Local Spark Development Environment

A complete Docker-based Apache Spark 3.5.6 setup for local development with Iceberg, S3, and AWS integration.

🚀 Quick Start

Prerequisites

Docker and Docker Compose installed
At least 8GB RAM available for Docker
AWS credentials configured (optional, for S3/Glue integration)

1. Start Spark Cluster

cd spark
docker-compose up -d

2. Verify Installation

Open these URLs in your browser:

Spark Master UI: http://localhost:8080
Spark Worker 1: http://localhost:8081
Spark Worker 2: http://localhost:8082
History Server: http://localhost:18080
Thrift Server: http://localhost:4040

3. Run Your First Spark Job

# Interactive Spark Shell
docker-compose exec spark-master spark-shell --master spark://spark-master:7077

# Or PySpark
docker-compose exec spark-master pyspark --master spark://spark-master:7077

# Or submit a Python script
docker-compose exec spark-master spark-submit \
    --master spark://spark-master:7077 \
    /opt/spark/scripts/test-iceberg.py

📁 Project Structure

.
├── README.md                 # This file
├── .gitignore               # Git ignore rules
└── spark/                   # Spark setup directory
    ├── README.md            # Detailed Spark documentation
    ├── Dockerfile           # Spark image with all dependencies
    ├── docker-compose.yml   # Multi-service setup
    ├── entrypoint.sh        # Service startup script
    ├── conf/                # Spark configuration files
    │   ├── spark-defaults.conf
    │   ├── thrift-server.conf
    │   └── log4j2.properties
    ├── scripts/             # Sample scripts and tests
    │   ├── test-iceberg.py
    │   ├── test-thrift-server.py
    │   └── JDBCExample.java
    ├── data/                # Local data storage (ignored in git)
    ├── logs/                # Spark logs (ignored in git)
    ├── notebooks/           # Jupyter notebooks
    └── work/                # Spark work directory (ignored in git)

🔧 Common Commands

Start/Stop Services

# Start all services
cd spark && docker-compose up -d

# Start minimal cluster (without Thrift Server)

******

Given request 1 = In the local Spark environment guide, what URL is given for the History Server?
Given request 2 = Pick up the local Spark environment guide from the point where it stops and continue it.
These entries have no role in this work.

(Position annotation entries)

******

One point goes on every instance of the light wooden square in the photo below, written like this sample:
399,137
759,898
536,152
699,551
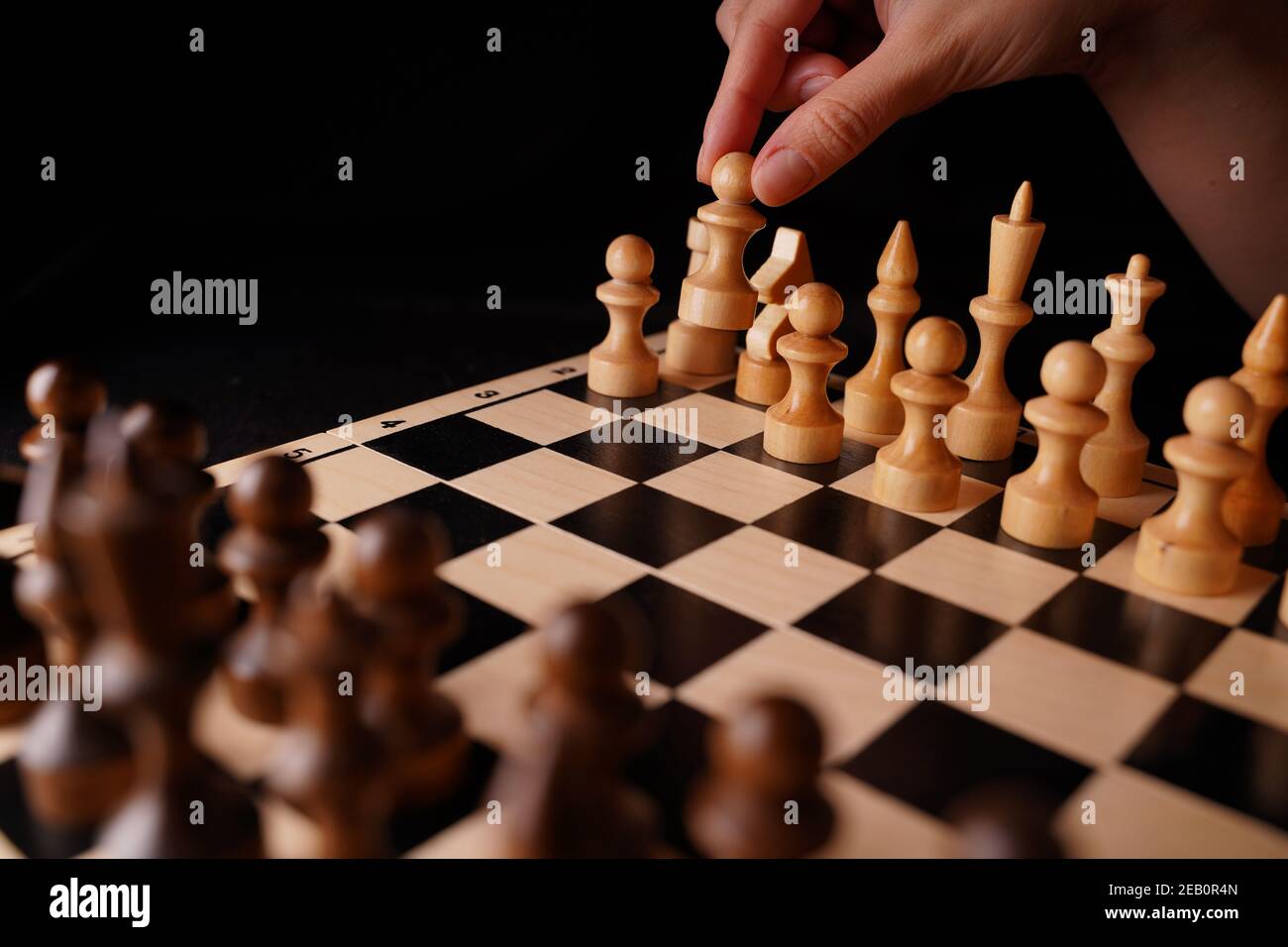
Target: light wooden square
1137,817
987,579
1133,510
11,741
697,382
717,423
389,423
874,825
542,416
1078,703
748,571
542,484
842,688
973,492
1263,664
17,540
734,486
1119,569
541,570
303,449
361,479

******

Task result 1 = http://localhost:18080

Task result 2 =
cd spark && docker-compose up -d spark-master spark-worker-1 spark-worker-2 spark-history-server

# Stop all services
cd spark && docker-compose down

# View logs
cd spark && docker-compose logs -f

Running Spark Applications

Submit Python Script

cd spark
docker-compose exec spark-master spark-submit \
    --master spark://spark-master:7077 \
    --deploy-mode client \
    /opt/spark/scripts/your-script.py

Interactive Development

cd spark
# Scala Shell
docker-compose exec spark-master spark-shell --master spark://spark-master:7077

# Python Shell  
docker-compose exec spark-master pyspark --master spark://spark-master:7077

# Access container for debugging
docker-compose exec spark-master bash

JDBC/ODBC Connections (Thrift Server)

The Thrift Server allows connecting BI tools and databases:

JDBC URL: jdbc:hive2://localhost:10001/default
Host: localhost
Port: 10001
Username: spark
Password: (empty)

Test connection:

cd spark
python3 scripts/test-thrift-server.py

🎯 Development Workflow

1. Add Your Scripts

Place your Spark applications in spark/scripts/:

# Copy your Python/Scala files
cp your-spark-app.py spark/scripts/

2. Test Locally

cd spark
docker-compose exec spark-master spark-submit \
    --master spark://spark-master:7077 \
    /opt/spark/scripts/your-spark-app.py

3. Monitor Execution

Check Spark UI: http://localhost:8080
View application details: http://localhost:4040
Check logs: docker-compose logs spark-master

🗃️ Data Management

Local Development Data

Place test data files in spark/data/
Access from Spark: /opt/spark/data/your-file.csv
Data persists between container restarts

Iceberg Tables

The setup includes Apache Iceberg for modern table format:

# Example: Create Iceberg table
df.write.format("iceberg") \
    .mode("overwrite") \
    .saveAsTable("local.db.my_table")

S3 Integration

Configure AWS credentials for S3 access:

# Using AWS CLI (recommended)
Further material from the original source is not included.